◆ Directions ◆
Lines before the one containing "snow-capped mountain in the photo above." are left out; copy that line and every later line through the end of the data exactly.

-- begin --

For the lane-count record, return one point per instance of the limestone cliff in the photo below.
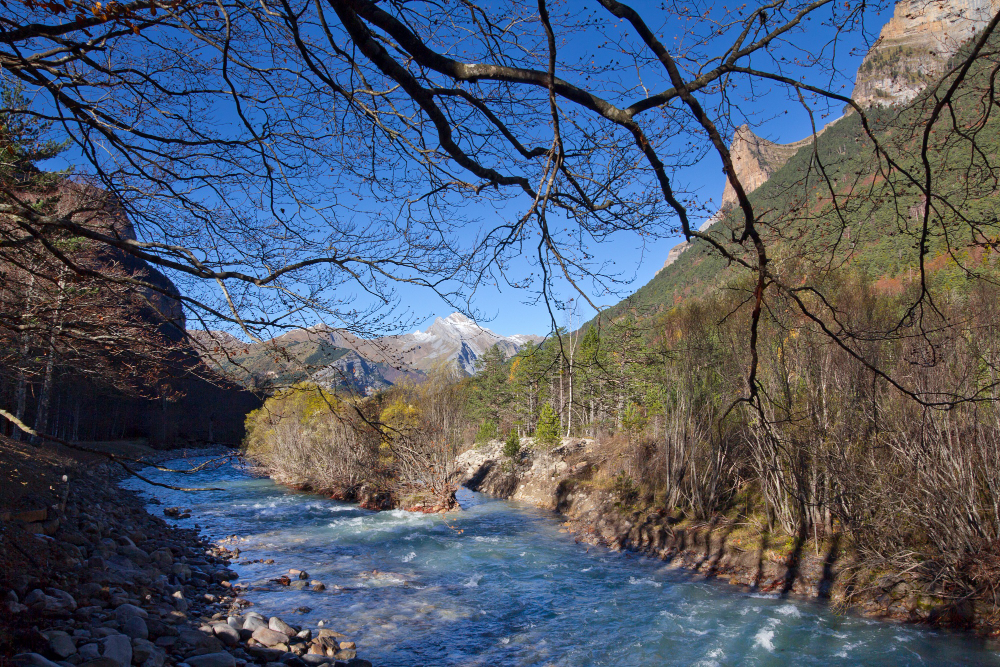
(754, 160)
(914, 47)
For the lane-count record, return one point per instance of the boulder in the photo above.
(89, 652)
(221, 659)
(31, 660)
(135, 628)
(119, 649)
(123, 611)
(100, 662)
(227, 634)
(144, 650)
(253, 623)
(279, 625)
(269, 637)
(61, 644)
(65, 599)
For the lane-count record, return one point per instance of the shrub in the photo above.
(487, 431)
(512, 446)
(547, 430)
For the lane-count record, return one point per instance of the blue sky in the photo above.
(769, 111)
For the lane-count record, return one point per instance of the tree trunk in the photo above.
(45, 396)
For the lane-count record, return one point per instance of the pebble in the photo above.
(269, 637)
(279, 625)
(221, 659)
(129, 590)
(119, 649)
(61, 644)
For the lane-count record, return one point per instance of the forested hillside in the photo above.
(865, 409)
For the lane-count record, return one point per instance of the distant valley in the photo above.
(339, 360)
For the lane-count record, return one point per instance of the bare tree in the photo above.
(217, 126)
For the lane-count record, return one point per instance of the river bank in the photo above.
(563, 480)
(92, 579)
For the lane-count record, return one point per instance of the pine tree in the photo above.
(547, 430)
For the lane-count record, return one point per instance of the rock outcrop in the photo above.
(910, 53)
(914, 47)
(755, 159)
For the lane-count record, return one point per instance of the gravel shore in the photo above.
(98, 581)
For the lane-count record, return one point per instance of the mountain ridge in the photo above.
(340, 360)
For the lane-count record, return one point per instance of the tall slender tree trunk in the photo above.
(45, 395)
(21, 390)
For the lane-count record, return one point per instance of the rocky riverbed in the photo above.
(565, 479)
(95, 580)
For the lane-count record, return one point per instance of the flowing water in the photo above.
(499, 584)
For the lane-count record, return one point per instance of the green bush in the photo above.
(487, 431)
(512, 446)
(547, 430)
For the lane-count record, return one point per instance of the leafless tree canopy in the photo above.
(280, 157)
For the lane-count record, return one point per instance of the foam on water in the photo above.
(763, 639)
(498, 584)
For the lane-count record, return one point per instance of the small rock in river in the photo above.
(119, 649)
(227, 634)
(32, 660)
(269, 637)
(221, 659)
(61, 644)
(279, 625)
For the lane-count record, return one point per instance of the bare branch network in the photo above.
(286, 161)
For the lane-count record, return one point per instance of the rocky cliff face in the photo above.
(754, 160)
(911, 52)
(914, 47)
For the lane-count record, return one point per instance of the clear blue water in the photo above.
(499, 584)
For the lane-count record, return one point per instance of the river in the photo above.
(500, 584)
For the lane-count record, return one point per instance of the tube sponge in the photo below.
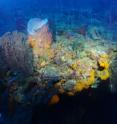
(35, 24)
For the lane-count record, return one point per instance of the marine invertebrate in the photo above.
(54, 99)
(39, 33)
(16, 52)
(104, 74)
(35, 24)
(103, 61)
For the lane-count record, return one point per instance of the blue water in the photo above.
(68, 14)
(14, 14)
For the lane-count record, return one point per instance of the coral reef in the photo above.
(15, 52)
(67, 66)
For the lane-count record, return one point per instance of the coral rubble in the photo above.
(66, 66)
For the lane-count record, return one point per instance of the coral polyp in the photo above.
(65, 67)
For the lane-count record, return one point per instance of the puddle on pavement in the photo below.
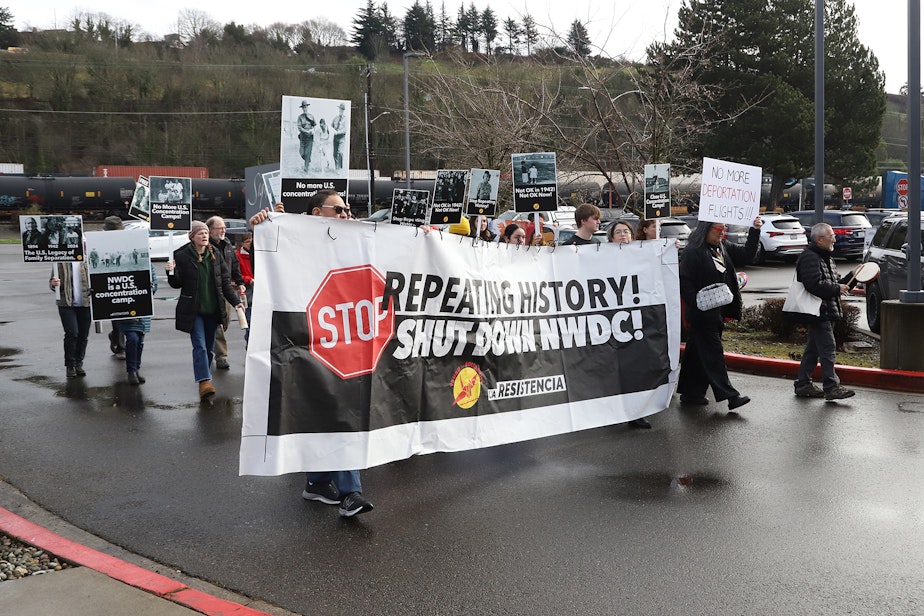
(654, 486)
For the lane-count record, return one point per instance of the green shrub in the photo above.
(769, 317)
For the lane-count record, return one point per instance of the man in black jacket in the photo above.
(815, 270)
(225, 248)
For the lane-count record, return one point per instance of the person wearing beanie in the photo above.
(461, 228)
(204, 281)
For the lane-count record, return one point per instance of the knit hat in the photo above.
(461, 228)
(113, 223)
(196, 226)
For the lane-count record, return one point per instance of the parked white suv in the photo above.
(781, 237)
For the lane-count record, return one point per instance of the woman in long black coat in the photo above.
(203, 277)
(709, 259)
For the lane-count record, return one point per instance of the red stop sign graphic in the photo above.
(348, 329)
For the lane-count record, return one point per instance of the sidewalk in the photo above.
(103, 584)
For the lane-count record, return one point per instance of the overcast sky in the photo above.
(622, 27)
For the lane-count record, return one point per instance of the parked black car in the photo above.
(888, 250)
(849, 228)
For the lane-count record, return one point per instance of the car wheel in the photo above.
(873, 306)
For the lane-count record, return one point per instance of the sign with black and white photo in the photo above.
(657, 191)
(314, 149)
(448, 196)
(140, 207)
(410, 207)
(535, 182)
(171, 203)
(120, 274)
(51, 239)
(483, 187)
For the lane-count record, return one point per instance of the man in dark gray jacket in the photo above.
(815, 270)
(225, 248)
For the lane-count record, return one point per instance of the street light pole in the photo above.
(371, 178)
(407, 122)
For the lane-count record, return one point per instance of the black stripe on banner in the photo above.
(307, 397)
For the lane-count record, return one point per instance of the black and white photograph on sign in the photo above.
(50, 239)
(271, 185)
(410, 208)
(314, 149)
(535, 182)
(120, 274)
(315, 139)
(657, 191)
(448, 196)
(482, 192)
(171, 203)
(141, 200)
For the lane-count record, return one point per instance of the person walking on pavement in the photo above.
(709, 259)
(225, 249)
(815, 270)
(204, 281)
(73, 280)
(342, 488)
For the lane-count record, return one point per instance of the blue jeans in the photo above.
(134, 345)
(820, 348)
(346, 481)
(203, 339)
(76, 322)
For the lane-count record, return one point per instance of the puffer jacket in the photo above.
(815, 270)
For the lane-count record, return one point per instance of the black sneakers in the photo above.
(809, 390)
(354, 504)
(839, 393)
(324, 491)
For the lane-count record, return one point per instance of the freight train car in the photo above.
(97, 197)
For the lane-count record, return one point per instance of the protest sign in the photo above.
(397, 343)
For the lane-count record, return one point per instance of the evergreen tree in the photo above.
(367, 31)
(530, 33)
(513, 32)
(578, 39)
(488, 28)
(419, 29)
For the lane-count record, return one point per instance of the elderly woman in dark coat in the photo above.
(709, 259)
(203, 277)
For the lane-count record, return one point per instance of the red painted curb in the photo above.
(118, 569)
(876, 378)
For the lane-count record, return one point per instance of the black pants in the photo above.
(703, 364)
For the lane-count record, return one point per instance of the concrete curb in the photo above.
(120, 570)
(900, 380)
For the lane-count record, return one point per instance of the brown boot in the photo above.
(206, 390)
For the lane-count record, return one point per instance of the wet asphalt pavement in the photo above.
(792, 507)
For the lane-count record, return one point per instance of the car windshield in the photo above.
(855, 220)
(788, 224)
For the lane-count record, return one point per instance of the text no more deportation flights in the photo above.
(730, 192)
(483, 343)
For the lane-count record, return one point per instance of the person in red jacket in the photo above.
(245, 259)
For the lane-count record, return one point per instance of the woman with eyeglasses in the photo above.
(621, 232)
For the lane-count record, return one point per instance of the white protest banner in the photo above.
(397, 343)
(730, 192)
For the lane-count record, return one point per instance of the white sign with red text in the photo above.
(730, 192)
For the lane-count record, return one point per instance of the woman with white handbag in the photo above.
(709, 289)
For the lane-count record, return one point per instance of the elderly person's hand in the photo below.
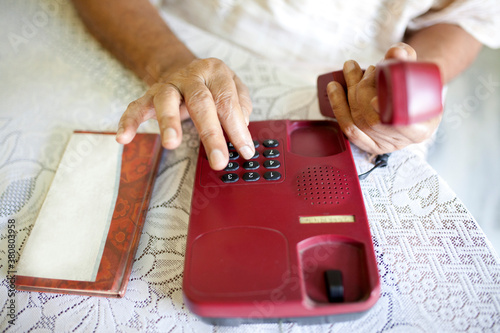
(358, 112)
(209, 92)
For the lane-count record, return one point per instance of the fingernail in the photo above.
(216, 158)
(169, 135)
(349, 65)
(331, 87)
(246, 152)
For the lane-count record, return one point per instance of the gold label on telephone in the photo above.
(326, 219)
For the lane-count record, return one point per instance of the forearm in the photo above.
(136, 34)
(449, 46)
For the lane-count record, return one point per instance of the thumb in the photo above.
(401, 51)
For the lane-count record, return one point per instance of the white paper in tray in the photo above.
(68, 237)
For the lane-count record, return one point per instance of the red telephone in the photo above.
(285, 234)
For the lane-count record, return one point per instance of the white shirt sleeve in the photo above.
(480, 18)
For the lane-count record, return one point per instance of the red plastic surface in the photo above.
(249, 256)
(408, 92)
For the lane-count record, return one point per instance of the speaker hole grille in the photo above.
(322, 185)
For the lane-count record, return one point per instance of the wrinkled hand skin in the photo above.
(209, 92)
(358, 112)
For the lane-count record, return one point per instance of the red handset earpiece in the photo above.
(408, 91)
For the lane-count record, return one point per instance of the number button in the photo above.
(272, 175)
(233, 155)
(270, 143)
(272, 164)
(230, 178)
(251, 165)
(271, 153)
(232, 166)
(251, 176)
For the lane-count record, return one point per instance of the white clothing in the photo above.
(329, 32)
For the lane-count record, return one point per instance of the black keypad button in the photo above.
(271, 153)
(230, 178)
(232, 166)
(272, 175)
(272, 164)
(233, 155)
(251, 176)
(270, 143)
(251, 165)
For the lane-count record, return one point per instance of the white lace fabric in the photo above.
(438, 271)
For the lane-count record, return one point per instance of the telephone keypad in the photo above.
(267, 156)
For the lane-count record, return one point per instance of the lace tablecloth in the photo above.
(438, 271)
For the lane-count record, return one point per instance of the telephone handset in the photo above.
(408, 91)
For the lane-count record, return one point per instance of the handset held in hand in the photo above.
(408, 91)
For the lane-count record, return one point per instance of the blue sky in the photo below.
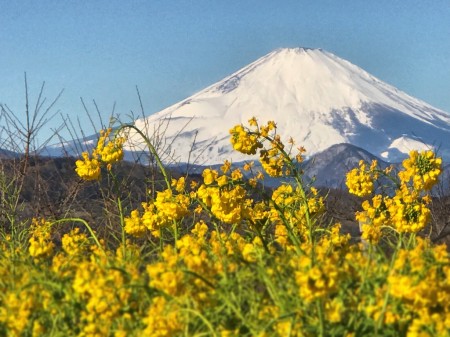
(102, 50)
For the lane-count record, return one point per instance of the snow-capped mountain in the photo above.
(314, 96)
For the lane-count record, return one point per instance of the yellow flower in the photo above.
(209, 176)
(88, 169)
(360, 181)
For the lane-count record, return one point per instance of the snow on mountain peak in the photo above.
(314, 96)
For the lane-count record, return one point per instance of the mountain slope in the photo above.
(314, 96)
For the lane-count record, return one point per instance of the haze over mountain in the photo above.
(314, 96)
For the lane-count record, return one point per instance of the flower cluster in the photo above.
(228, 257)
(163, 212)
(405, 212)
(360, 180)
(107, 152)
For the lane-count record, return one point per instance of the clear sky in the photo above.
(102, 50)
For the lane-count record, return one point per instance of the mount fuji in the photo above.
(315, 97)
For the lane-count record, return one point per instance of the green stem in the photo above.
(152, 150)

-- end --

◆ Response ◆
For the lane-count record, return one point per instance of the snow-capped mountain in the photo above.
(314, 96)
For the lane-count record, return one point per instance of the yellow flower in the photo above.
(209, 176)
(88, 169)
(360, 181)
For the lane-count record, return one point per instance of the snow on mountain peak in the photo above.
(314, 96)
For the lane-count record, return one point per instance of the mountain slope in the photo above.
(314, 96)
For the lane-count record, return one point per instance of the haze over mountain in the photo above.
(314, 96)
For the lane-count record, return one point per instance of the flower cluster in the photo above.
(228, 257)
(163, 212)
(405, 212)
(360, 180)
(107, 152)
For the lane-count record, return one point per instance of the clear sky in the photo above.
(102, 50)
For the lane-count record, return one point per instance of the mount fuji in the photo above.
(315, 97)
For the lane-count record, return one point per instance of the green stem in the photo above.
(152, 150)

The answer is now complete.